● **Records for processing**:
====================

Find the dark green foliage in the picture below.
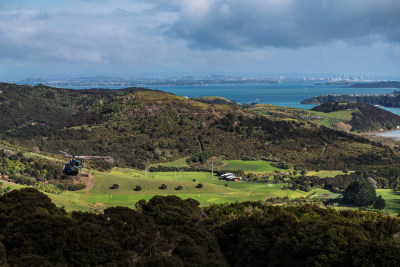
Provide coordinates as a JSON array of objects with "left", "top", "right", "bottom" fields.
[
  {"left": 312, "top": 102, "right": 400, "bottom": 132},
  {"left": 187, "top": 151, "right": 212, "bottom": 163},
  {"left": 205, "top": 202, "right": 400, "bottom": 266},
  {"left": 0, "top": 188, "right": 400, "bottom": 266},
  {"left": 374, "top": 196, "right": 386, "bottom": 210},
  {"left": 343, "top": 179, "right": 376, "bottom": 207}
]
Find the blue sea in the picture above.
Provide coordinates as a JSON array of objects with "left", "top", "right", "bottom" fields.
[{"left": 61, "top": 82, "right": 400, "bottom": 115}]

====================

● **Exercise objective**:
Please rewrite the records above with "coordinates" changed to "pixel coordinates" wherever it occurs, leaving all other text as it is. Omit the pictures from your answer.

● **Result below**:
Find the dark green foliage in the picture below.
Provide pixel coordinates as a JSON array of objects with "left", "top", "right", "bottom" fields.
[
  {"left": 312, "top": 102, "right": 400, "bottom": 132},
  {"left": 187, "top": 151, "right": 212, "bottom": 163},
  {"left": 205, "top": 202, "right": 400, "bottom": 266},
  {"left": 0, "top": 188, "right": 400, "bottom": 266},
  {"left": 374, "top": 196, "right": 386, "bottom": 210},
  {"left": 343, "top": 179, "right": 376, "bottom": 207}
]
Find the blue sea in the picture above.
Provide pixel coordinates as a JSON array of objects with "left", "top", "right", "bottom" fields.
[{"left": 61, "top": 82, "right": 400, "bottom": 115}]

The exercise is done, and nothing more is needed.